* WHAT THIS TASK INVOLVES: Omit the pictures from the entries below and retype everything else exactly.

(Source records)

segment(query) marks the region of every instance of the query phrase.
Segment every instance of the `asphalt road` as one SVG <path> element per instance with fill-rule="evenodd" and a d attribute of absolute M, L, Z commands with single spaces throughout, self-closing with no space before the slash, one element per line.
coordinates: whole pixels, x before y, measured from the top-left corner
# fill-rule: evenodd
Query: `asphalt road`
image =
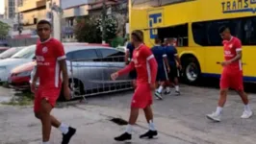
<path fill-rule="evenodd" d="M 0 88 L 0 94 L 2 90 Z M 154 101 L 153 109 L 159 137 L 153 140 L 138 138 L 140 133 L 147 130 L 141 112 L 133 143 L 255 144 L 256 117 L 246 120 L 240 118 L 243 106 L 235 92 L 229 92 L 220 123 L 213 123 L 205 117 L 205 114 L 216 110 L 218 88 L 211 85 L 182 85 L 181 92 L 182 95 L 178 97 L 169 95 L 165 96 L 163 101 Z M 70 143 L 115 144 L 113 137 L 122 132 L 125 126 L 116 125 L 110 119 L 128 118 L 132 93 L 133 91 L 126 91 L 90 97 L 88 98 L 88 104 L 62 103 L 53 113 L 65 123 L 78 128 L 78 133 Z M 256 94 L 249 93 L 249 98 L 255 112 Z M 39 143 L 40 123 L 34 118 L 32 106 L 0 106 L 0 144 Z M 51 142 L 58 144 L 60 138 L 60 132 L 53 129 Z"/>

* RESULT OF THIS EXERCISE:
segment(query) marks the region of every instance of the query phrase.
Segment every instance of the `asphalt road` as one SVG <path> element per instance with fill-rule="evenodd" and a d attribute of absolute M, L, Z commands with single spaces throughout, self-closing with no space before the slash, one element per line.
coordinates: whole pixels, x before y, measured from the top-left corner
# fill-rule: evenodd
Query: `asphalt road`
image =
<path fill-rule="evenodd" d="M 0 88 L 0 94 L 2 90 Z M 154 101 L 153 109 L 159 137 L 153 140 L 138 138 L 140 133 L 147 130 L 141 112 L 133 143 L 255 144 L 256 117 L 246 120 L 240 118 L 243 106 L 235 92 L 229 92 L 220 123 L 213 123 L 205 117 L 205 114 L 216 110 L 218 88 L 211 85 L 182 85 L 181 92 L 182 95 L 178 97 L 169 95 L 165 96 L 163 101 Z M 70 143 L 115 144 L 113 137 L 122 132 L 125 126 L 116 125 L 110 119 L 128 118 L 132 93 L 133 91 L 126 91 L 90 97 L 88 98 L 88 104 L 62 103 L 53 113 L 65 123 L 78 128 L 78 133 Z M 256 94 L 249 93 L 249 98 L 255 112 Z M 39 143 L 40 123 L 34 118 L 32 106 L 0 106 L 0 144 Z M 51 142 L 58 144 L 60 138 L 60 132 L 53 129 Z"/>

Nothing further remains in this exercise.